Exercise details
Rewrite the data below from the line with "Reviewer note: every instance of the galvanized" to its last line, shifting every coordinate up by 95 and leaving all other text as it is.

Data records
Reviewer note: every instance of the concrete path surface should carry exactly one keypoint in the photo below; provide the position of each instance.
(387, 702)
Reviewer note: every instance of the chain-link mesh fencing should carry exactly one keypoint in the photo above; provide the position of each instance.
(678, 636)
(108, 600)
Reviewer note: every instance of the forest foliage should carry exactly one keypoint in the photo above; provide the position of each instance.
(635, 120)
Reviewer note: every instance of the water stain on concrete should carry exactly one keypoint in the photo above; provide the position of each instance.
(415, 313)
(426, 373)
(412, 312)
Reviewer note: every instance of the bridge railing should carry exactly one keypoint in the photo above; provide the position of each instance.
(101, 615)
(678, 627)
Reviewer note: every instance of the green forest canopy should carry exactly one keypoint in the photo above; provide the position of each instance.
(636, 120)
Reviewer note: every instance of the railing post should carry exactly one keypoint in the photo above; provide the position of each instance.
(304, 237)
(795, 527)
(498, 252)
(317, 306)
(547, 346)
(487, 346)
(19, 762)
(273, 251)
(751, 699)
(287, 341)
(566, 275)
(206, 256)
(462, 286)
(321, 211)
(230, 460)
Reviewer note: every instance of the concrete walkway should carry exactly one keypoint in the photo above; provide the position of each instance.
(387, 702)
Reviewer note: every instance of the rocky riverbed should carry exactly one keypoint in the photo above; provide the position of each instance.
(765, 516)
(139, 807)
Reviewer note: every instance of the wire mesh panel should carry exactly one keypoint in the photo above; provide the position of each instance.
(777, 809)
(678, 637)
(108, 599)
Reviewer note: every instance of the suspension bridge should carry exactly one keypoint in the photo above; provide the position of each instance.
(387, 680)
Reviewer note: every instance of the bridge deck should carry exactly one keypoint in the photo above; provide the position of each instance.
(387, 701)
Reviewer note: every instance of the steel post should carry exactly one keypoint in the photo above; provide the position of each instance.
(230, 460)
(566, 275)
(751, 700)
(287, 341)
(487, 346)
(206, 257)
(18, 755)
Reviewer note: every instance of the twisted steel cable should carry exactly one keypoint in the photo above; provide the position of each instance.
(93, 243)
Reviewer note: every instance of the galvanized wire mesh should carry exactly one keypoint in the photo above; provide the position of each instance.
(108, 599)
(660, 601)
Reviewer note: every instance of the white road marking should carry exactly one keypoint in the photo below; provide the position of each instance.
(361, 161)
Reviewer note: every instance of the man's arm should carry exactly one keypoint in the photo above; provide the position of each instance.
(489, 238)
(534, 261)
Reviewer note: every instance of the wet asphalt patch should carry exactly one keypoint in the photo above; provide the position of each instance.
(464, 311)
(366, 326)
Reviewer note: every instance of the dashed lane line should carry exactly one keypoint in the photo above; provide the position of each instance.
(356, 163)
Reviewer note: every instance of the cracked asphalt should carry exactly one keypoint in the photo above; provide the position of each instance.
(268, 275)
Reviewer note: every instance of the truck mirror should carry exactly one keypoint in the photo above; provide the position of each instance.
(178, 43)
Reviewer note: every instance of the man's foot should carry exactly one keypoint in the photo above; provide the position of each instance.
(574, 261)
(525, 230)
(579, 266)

Response to the task
Reviewer note: every instance of the galvanized wire mesh should carry exactly one keypoint in the photo above; provide the position of each instance.
(203, 694)
(755, 696)
Reviewer note: every instance of the white road marking should carry exactly one keypoint in the photo below; provide the position of each instance.
(456, 256)
Reviewer note: every instance of the man's arm should carry exactly one keypoint in the photo above; provide the position of each instance.
(584, 333)
(629, 356)
Reviewer note: every instance of the wet asphalt patch should carry exactly one keypoint in the photo above; provide the position of each instance.
(559, 406)
(461, 421)
Reviewer note: every instance of the dashed lane line should carry exactly one keypoint in the photo above; provide the position of each instance.
(451, 258)
Reviewer note: every instance of the cracked asphalt should carry exactly one keypoint in the photo above; provide the position of each instance.
(363, 370)
Reviewer note: every instance of the truck mirror should carry exactly one keypoint in the photo above; provide the position of each instance.
(273, 138)
Reviewer note: every instance of the man's foot should carry exactly one keypoint in the photo above; provide the position of each instance.
(669, 356)
(620, 325)
(674, 361)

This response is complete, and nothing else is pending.